_Material for the task:_
--- Start ---
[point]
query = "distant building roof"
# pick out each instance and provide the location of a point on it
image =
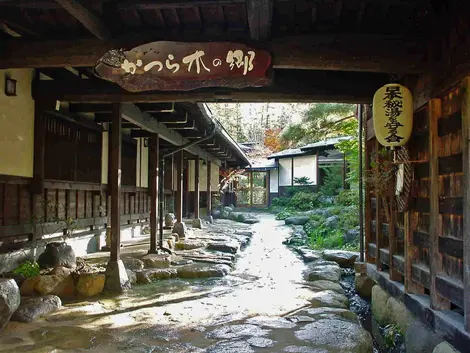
(325, 143)
(262, 164)
(287, 153)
--- End ---
_Task prompt:_
Reproduce every line of the listing above verbatim, leaving out the picture.

_Answer to this exercise:_
[point]
query = "distant building roof"
# pick out each instance and provide the location of a point on it
image =
(325, 143)
(262, 164)
(287, 153)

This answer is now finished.